▶ [Written exercise A] Repeat the entries word for word, beginning at the line that contains "Pin every instance of the tall window." and continuing through the last of the entries.

▶ [Reading text]
++++

18A Requirements and
penalties for trusts and partnerships[6]
(1) If
a requirement or penalty under these Regulations applies to a trust or
partnership, the requirement or penalty applies to –
(a) in
the case of a trust, each trustee, jointly and severally;
(b) in
the case of a partnership, the partner identified as the responsible partner
under Article 20E of the Income Tax (Jersey) Law 1961.
(2) These
Regulations do not prevent a penalty imposed on a trust or partnership from
being recovered from the assets of the trust or partnership.
19 Anti-avoidance[7]
(1) This Regulation applies
if a person enters into an arrangement and the main purpose, or one of the main
purposes, of the person entering into the arrangement is to avoid any
requirement of these Regulations.
(2) If this Regulation
applies –
(a) for
the purposes of these Regulations the arrangement is taken not to have been
entered into; and
(b) these
Regulations have effect as if the arrangement had not been entered into.
20 Power
to enter business premises and examine business documents
(1) An
authorized person may examine and take copies of any business document that is
located on business premises.
(2) The
power under paragraph (1) may be exercised only for the purpose of
investigating any issue relating to compliance with these Regulations.
(3) An
authorized person may at any reasonable hour enter business premises for the
purpose of exercising the power under paragraph (1).

++++

Rows from a dataset
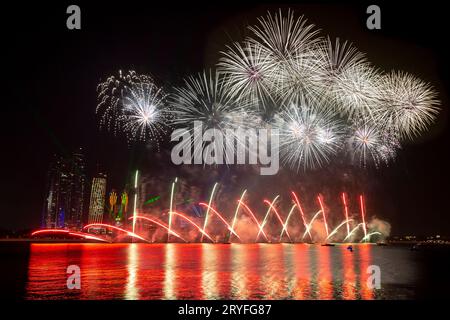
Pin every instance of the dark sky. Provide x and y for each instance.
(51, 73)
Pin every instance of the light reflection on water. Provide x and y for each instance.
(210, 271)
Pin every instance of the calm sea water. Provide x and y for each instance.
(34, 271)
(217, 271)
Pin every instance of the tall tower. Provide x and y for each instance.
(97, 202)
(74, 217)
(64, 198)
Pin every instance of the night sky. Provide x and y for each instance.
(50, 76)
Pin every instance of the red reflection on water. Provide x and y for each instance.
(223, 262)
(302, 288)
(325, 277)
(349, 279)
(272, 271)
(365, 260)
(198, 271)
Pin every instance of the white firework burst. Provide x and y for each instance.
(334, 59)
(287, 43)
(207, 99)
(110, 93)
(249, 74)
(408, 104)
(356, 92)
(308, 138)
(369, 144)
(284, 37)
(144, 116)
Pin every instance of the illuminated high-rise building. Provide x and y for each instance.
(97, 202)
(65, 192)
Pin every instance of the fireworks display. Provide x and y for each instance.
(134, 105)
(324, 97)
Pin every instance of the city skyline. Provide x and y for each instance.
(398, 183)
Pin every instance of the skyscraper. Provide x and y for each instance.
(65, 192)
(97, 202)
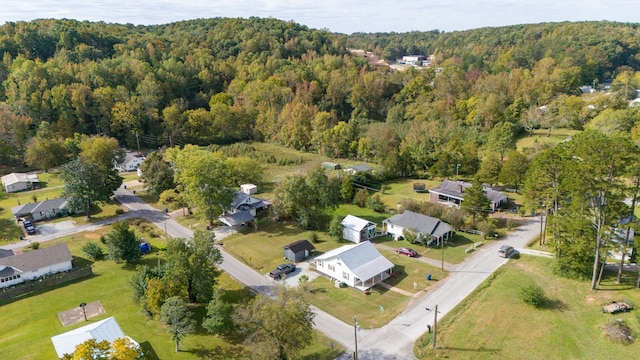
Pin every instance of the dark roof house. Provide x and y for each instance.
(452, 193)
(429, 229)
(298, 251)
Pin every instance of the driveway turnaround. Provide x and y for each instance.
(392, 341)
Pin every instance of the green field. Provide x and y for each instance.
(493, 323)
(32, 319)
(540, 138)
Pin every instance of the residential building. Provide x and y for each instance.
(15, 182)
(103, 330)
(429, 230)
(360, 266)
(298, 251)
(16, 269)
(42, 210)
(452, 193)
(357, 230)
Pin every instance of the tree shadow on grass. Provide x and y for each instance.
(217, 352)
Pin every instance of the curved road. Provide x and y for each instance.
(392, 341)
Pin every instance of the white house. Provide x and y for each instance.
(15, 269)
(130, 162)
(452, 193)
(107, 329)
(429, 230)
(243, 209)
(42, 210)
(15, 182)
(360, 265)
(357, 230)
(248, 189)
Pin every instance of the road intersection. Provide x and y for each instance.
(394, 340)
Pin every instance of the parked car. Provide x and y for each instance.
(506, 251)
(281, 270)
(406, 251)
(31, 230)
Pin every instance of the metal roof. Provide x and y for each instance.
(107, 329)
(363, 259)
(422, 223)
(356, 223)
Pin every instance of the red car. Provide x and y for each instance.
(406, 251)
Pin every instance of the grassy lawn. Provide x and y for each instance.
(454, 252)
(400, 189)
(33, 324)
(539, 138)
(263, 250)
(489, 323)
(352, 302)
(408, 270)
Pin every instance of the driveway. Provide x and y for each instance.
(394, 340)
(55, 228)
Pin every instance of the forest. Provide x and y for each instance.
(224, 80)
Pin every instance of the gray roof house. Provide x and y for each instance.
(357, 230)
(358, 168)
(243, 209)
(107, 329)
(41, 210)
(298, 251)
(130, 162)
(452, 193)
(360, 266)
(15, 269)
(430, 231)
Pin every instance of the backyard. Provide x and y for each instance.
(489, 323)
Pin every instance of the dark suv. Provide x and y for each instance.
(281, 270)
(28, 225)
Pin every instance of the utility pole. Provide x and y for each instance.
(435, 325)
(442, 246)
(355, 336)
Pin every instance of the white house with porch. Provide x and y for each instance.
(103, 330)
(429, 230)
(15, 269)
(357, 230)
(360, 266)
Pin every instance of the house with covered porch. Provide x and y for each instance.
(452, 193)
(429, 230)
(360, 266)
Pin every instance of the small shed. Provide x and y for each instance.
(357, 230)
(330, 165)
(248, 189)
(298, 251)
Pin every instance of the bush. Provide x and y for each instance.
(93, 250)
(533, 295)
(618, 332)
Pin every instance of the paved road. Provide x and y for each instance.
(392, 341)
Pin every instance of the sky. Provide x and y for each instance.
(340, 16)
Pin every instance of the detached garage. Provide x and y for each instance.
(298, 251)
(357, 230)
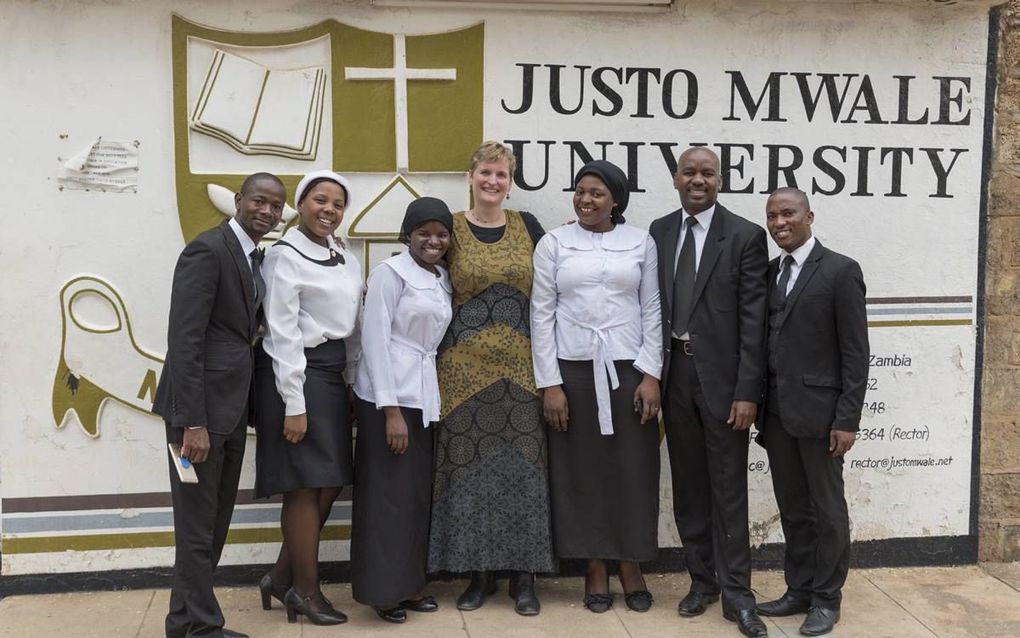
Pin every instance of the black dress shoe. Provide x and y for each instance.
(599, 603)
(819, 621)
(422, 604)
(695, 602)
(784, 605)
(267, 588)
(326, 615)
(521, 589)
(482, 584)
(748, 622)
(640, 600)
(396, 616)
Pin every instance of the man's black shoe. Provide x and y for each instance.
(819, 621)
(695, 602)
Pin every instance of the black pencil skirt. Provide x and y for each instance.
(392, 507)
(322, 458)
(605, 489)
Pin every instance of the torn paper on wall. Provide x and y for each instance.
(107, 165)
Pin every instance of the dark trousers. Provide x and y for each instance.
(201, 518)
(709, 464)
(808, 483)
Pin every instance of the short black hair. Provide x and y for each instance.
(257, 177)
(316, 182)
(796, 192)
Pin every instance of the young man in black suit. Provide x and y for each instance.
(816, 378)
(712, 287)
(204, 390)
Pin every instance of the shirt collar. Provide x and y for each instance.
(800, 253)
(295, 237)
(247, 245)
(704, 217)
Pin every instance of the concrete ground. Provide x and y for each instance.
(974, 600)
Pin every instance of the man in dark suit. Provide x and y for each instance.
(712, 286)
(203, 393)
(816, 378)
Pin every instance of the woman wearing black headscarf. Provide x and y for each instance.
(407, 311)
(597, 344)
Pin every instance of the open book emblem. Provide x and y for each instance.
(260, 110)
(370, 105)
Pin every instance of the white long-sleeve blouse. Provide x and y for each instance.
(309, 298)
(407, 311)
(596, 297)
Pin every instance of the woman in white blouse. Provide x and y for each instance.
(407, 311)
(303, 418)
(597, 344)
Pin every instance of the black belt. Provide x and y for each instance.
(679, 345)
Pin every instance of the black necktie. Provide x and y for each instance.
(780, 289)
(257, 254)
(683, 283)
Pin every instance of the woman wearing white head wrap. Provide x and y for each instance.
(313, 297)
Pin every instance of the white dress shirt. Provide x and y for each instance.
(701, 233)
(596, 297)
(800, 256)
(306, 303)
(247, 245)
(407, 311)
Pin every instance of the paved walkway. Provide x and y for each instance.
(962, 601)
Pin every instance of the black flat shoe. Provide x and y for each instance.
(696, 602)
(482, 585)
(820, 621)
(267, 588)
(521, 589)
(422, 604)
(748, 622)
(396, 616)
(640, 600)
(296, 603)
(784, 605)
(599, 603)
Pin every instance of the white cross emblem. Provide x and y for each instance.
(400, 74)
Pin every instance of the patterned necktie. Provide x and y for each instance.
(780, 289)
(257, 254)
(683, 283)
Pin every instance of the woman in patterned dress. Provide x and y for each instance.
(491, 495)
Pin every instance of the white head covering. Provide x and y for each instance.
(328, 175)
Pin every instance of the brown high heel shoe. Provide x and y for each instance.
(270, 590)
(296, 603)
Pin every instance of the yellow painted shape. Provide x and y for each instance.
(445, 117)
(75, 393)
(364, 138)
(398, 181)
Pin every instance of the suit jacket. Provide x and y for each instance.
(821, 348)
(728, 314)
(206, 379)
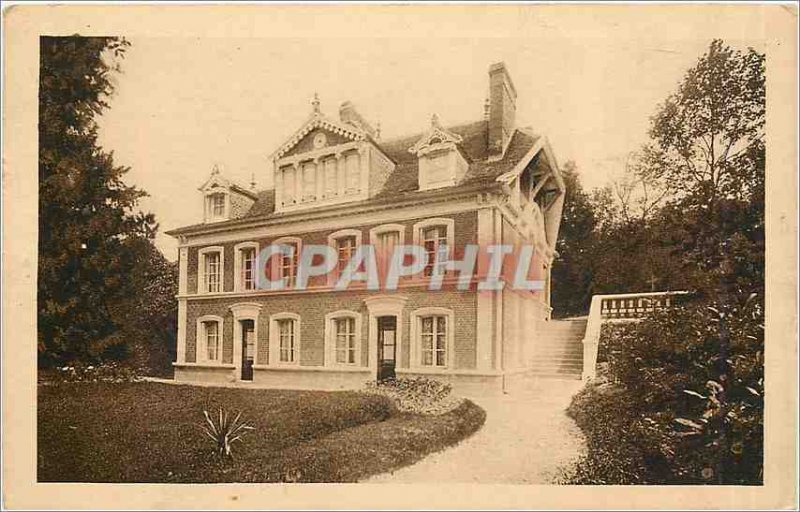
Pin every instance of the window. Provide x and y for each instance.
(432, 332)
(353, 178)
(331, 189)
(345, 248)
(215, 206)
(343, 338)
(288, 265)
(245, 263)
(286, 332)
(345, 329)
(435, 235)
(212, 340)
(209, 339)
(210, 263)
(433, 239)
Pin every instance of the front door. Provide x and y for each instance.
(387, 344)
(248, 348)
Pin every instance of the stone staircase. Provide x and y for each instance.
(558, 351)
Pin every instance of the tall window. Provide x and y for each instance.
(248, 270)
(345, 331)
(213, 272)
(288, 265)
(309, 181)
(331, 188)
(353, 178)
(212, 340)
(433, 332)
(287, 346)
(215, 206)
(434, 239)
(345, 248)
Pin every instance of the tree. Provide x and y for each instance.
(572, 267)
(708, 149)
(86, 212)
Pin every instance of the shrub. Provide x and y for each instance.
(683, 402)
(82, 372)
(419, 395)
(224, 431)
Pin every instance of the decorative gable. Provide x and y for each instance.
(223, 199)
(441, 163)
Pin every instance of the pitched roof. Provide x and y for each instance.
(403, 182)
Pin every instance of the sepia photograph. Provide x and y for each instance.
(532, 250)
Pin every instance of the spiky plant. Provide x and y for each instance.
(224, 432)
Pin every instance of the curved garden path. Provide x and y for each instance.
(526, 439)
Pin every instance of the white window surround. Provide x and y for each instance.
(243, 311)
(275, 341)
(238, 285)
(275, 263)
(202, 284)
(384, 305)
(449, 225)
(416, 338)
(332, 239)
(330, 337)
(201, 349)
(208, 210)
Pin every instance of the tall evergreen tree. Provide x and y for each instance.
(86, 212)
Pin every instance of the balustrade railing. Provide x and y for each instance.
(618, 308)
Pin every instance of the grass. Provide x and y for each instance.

++++

▶ [Written exercise B] Copy the regulations text verbatim, beginning at the words "18A Requirements and" and ending after the words "(Jersey) Law 1961.".

▶ [Full solution A]
Pin every instance of the tall window. Provide x and y for each instance.
(248, 270)
(345, 331)
(213, 272)
(288, 265)
(309, 181)
(331, 188)
(353, 178)
(212, 340)
(433, 332)
(287, 346)
(215, 206)
(434, 239)
(345, 248)
Pin every instance of the tree. Provide x and y for each instance.
(572, 267)
(708, 149)
(86, 212)
Pin every instance of the shrub. Provide x and y for each instance.
(683, 402)
(82, 372)
(419, 395)
(224, 431)
Pin every instance of the decorative gable. Provide x and y for each instance.
(223, 199)
(441, 163)
Pin every instance of the pitched roof. Provide x and y for each instance.
(403, 182)
Pin every instance of the sepia photograph. Provide x and y for each instance.
(532, 250)
Pin every instance of the spiky plant. Provide x and y for each instance.
(224, 432)
Pin every instance of the curved garden path. Provide x and y for each instance.
(526, 439)
Pin every instance of the white window surround. Provide x and y for each instance.
(243, 311)
(275, 341)
(238, 285)
(275, 263)
(202, 284)
(384, 305)
(449, 225)
(416, 338)
(332, 239)
(330, 337)
(201, 349)
(208, 210)
Pin every instance of the tall evergreen tree. Provide x and y for each instance.
(86, 212)
Pin every instance of the balustrade railing. Provide x and y for each instance.
(618, 308)
Pin every instance of the grass. Provide x and y for each instance.

▶ [Full solution B]
18A Requirements and
penalties for trusts and partnerships[6]
(1) If
a requirement or penalty under these Regulations applies to a trust or
partnership, the requirement or penalty applies to –
(a) in
the case of a trust, each trustee, jointly and severally;
(b) in
the case of a partnership, the partner identified as the responsible partner
under Article 20E of the Income Tax (Jersey) Law 1961.